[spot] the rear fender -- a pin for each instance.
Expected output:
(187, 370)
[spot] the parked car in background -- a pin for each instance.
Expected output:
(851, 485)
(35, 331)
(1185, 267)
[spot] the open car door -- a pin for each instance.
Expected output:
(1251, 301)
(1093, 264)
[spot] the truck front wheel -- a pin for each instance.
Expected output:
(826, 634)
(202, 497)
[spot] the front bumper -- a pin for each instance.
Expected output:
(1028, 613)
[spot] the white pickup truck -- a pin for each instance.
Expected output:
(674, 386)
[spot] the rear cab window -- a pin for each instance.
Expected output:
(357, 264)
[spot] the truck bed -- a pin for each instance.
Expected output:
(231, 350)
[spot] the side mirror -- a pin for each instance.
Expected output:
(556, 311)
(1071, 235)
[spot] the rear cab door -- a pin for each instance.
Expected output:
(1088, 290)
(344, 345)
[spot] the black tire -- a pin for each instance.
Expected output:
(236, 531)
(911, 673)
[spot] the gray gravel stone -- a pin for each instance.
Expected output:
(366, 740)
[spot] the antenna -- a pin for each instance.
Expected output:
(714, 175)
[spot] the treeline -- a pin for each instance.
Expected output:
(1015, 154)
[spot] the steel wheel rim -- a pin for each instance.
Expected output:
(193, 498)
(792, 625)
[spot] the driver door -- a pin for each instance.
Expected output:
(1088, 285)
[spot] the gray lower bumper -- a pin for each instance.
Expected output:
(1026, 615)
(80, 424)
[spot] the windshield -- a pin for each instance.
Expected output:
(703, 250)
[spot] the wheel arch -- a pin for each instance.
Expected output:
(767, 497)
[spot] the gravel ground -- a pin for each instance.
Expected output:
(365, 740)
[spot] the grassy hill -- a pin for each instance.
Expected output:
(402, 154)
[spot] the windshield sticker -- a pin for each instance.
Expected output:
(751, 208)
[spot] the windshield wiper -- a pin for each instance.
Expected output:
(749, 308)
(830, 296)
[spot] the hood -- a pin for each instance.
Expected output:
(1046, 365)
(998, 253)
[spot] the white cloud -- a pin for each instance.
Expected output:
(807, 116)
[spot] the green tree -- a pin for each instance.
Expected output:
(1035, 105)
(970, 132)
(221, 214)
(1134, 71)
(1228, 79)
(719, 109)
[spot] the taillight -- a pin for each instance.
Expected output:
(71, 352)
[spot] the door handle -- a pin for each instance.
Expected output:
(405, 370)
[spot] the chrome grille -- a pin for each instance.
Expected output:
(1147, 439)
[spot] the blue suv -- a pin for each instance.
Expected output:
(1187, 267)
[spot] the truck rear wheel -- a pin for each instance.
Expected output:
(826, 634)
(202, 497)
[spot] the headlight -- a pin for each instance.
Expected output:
# # # # #
▸ WRITTEN PROBLEM:
Could you write out all of the material above, line for line, without changing a single character?

▸ PROBLEM SOLUTION:
[spot] the rear fender -- a pin for each instance.
Expected output:
(187, 370)
[spot] the parked car in background -- a pin for each instance.
Expected output:
(851, 485)
(35, 331)
(1185, 267)
[spot] the open car door -- a pin for each instance.
Expected output:
(1251, 301)
(1093, 264)
[spot] the truck front wheel -- a pin for each instance.
Expected output:
(826, 634)
(202, 497)
[spot] the front bumper -- a pin for each instance.
Expected output:
(1028, 613)
[spot] the white pickup truck -- a pin for each instance.
Expected output:
(674, 386)
[spot] the rear cab window -- a pin for each instance.
Expected output:
(357, 264)
[spot] the truck bed -- a pin for each instance.
Expected output:
(231, 350)
[spot] the side mirror -- a pin for each instance.
Expected output:
(556, 311)
(1071, 235)
[spot] the rear cab door -- a pin for each instance.
Expected output:
(1088, 290)
(344, 345)
[spot] the black tire -- a pin for each instance.
Expected output:
(236, 531)
(911, 673)
[spot] the gray gravel stone -- a pin for each instance.
Expected output:
(366, 740)
[spot] the antenna -- a pin for each instance.
Expected output:
(714, 175)
[spot] the treeline -- a pin for each instance.
Expected output:
(1015, 154)
[spot] the steel wheel rim -- a pin for each instance.
Expected output:
(193, 498)
(792, 625)
[spot] the driver door -- a pin for each instance.
Expected output:
(1088, 285)
[spot] the gray lower bumper -- a pin for each instance.
Expected output:
(1026, 615)
(80, 424)
[spot] the windshield -- a pin for each instance.
Expected output:
(703, 250)
[spot] the wheel arch -- a pin for each instance.
Expected output:
(767, 497)
[spot] the gravel ground -- a pin for each instance.
Expected output:
(365, 740)
[spot] the grassy hill -- a pin for each instance.
Expected output:
(402, 154)
[spot] the windshield sticker -- a pin for each instance.
Expected output:
(751, 208)
[spot] the windshield wiper -- a pin for each instance.
Expected output:
(749, 308)
(830, 296)
[spot] the hood -- a pin for each instance.
Expected output:
(1046, 365)
(998, 253)
[spot] the white cloud -- a pin for each instance.
Expected output:
(807, 116)
[spot] the green tree -- a pin for each instance.
Expected output:
(1035, 105)
(970, 132)
(221, 214)
(1134, 71)
(1228, 79)
(719, 109)
[spot] the taillight -- a pin for each instance.
Expected output:
(71, 352)
[spot] the door handle -- a pin for each instance.
Expected output:
(405, 370)
[spot] the chrome grille -- a pin for each instance.
Expected output:
(1147, 439)
[spot] the blue suv -- a pin for each instance.
Expected output:
(1187, 267)
[spot] the truck rear wheel -- a pin for each instance.
Expected output:
(826, 634)
(202, 497)
[spot] the headlight -- a pin for each instance.
Expected output:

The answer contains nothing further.